Items listed in a dataset
= = = = =

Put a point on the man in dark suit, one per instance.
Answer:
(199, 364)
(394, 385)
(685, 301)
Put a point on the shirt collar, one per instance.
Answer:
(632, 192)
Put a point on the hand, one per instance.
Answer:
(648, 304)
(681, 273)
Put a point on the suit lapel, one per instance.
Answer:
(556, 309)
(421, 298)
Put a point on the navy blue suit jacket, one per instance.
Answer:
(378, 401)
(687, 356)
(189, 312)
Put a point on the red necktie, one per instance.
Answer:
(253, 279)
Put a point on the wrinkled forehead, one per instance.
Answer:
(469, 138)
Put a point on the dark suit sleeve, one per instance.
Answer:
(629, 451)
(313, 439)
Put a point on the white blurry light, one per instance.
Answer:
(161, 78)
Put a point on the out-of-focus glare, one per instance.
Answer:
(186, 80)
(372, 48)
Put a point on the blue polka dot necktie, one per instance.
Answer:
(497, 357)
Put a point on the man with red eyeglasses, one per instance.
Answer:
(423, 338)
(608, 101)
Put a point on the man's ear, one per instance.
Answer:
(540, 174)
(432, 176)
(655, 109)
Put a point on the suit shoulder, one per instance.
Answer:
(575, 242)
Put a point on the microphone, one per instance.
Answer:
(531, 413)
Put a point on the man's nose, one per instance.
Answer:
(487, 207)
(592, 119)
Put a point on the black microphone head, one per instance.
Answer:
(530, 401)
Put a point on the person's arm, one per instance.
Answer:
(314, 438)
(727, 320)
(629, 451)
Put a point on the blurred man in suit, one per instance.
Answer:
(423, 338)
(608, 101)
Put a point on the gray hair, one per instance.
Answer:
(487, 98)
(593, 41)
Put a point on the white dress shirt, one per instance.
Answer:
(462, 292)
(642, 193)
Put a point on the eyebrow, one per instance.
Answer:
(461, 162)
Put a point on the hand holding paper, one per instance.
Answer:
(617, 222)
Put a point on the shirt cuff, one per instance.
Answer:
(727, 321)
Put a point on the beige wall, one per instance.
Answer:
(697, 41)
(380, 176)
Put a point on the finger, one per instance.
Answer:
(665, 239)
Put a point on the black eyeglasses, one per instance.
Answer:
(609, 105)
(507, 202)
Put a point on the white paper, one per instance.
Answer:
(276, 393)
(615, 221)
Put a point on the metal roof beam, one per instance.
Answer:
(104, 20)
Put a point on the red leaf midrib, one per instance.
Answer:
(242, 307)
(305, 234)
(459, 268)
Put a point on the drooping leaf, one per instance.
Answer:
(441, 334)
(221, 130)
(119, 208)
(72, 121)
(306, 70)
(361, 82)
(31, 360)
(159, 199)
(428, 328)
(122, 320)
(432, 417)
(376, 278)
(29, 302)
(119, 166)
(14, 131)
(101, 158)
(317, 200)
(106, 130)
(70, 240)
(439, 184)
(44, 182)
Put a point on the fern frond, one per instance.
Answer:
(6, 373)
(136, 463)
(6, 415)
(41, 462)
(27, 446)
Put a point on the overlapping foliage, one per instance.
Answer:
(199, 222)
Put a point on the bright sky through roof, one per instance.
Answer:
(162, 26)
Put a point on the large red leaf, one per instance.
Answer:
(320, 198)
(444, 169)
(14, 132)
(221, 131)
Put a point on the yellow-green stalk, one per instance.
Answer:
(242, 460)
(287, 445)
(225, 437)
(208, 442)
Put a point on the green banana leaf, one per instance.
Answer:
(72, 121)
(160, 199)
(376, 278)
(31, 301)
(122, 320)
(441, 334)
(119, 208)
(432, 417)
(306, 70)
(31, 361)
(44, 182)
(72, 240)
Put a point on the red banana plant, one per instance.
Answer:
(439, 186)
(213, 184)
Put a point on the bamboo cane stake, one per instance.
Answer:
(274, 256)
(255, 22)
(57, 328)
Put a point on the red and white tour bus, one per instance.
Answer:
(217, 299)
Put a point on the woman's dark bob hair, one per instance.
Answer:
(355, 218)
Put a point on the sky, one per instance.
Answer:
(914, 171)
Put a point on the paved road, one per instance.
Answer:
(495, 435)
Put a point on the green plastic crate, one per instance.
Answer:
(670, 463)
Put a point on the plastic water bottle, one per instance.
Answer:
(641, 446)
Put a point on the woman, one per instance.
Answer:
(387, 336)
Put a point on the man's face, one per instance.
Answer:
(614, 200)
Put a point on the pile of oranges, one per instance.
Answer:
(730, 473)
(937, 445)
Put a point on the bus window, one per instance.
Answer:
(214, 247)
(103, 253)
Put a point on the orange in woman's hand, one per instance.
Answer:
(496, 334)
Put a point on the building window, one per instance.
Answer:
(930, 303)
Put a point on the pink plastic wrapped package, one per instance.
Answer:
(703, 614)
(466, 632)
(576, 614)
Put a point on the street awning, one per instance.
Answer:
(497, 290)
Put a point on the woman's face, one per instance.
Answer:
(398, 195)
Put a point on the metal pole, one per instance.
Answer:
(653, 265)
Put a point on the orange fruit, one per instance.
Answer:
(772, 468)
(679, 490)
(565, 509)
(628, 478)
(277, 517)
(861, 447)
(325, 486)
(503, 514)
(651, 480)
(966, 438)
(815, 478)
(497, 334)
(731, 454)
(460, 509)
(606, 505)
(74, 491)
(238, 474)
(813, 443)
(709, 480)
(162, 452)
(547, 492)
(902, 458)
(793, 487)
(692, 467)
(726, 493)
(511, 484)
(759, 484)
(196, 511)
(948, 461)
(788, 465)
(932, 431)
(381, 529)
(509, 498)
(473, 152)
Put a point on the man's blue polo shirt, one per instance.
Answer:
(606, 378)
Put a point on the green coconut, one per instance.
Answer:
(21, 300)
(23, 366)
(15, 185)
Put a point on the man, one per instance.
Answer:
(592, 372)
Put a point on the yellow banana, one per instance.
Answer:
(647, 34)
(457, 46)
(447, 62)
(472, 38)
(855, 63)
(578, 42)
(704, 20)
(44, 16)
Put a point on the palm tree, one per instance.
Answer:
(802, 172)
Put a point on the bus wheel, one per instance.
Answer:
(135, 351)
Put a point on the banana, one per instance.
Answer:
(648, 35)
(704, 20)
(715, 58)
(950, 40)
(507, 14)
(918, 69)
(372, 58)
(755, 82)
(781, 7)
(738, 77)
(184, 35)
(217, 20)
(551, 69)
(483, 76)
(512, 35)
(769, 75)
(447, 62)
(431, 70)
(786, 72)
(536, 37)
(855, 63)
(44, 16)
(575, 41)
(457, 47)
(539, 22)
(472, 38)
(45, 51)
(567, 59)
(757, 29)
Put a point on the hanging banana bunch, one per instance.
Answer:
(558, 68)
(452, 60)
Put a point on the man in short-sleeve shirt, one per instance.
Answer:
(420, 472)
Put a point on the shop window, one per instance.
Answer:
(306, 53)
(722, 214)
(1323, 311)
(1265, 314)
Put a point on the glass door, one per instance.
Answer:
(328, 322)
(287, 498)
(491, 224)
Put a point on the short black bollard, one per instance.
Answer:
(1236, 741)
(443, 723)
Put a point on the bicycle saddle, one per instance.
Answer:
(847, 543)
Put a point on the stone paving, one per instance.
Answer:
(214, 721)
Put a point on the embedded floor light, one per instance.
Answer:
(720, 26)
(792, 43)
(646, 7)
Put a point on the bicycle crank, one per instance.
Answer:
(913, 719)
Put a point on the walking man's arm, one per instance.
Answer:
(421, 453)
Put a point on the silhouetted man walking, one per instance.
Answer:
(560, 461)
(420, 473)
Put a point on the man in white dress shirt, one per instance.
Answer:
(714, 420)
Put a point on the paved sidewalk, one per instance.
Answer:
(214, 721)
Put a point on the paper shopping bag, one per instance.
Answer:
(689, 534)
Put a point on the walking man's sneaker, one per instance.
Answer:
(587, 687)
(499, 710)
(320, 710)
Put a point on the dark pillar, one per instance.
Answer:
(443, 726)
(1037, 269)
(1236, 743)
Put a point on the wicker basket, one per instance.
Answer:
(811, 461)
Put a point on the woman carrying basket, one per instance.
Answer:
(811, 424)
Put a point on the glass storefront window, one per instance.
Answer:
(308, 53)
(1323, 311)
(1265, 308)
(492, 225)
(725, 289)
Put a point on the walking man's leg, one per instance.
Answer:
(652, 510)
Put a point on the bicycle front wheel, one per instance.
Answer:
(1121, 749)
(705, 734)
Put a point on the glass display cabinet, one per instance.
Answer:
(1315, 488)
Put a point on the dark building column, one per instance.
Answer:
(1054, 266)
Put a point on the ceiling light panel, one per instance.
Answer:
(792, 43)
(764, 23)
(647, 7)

= = = = =

» **YOUR ASSIGNMENT**:
All lines in the records above that contain "walking" are to be reported.

» **RESPONSE TO THIS TASK**:
Put a point on the walking man's arm, one per instance.
Put a point on the silhouetted man walking, one per instance.
Put a point on the walking man's sneaker, one per instance.
Put a point on the walking man's leg, one per instance.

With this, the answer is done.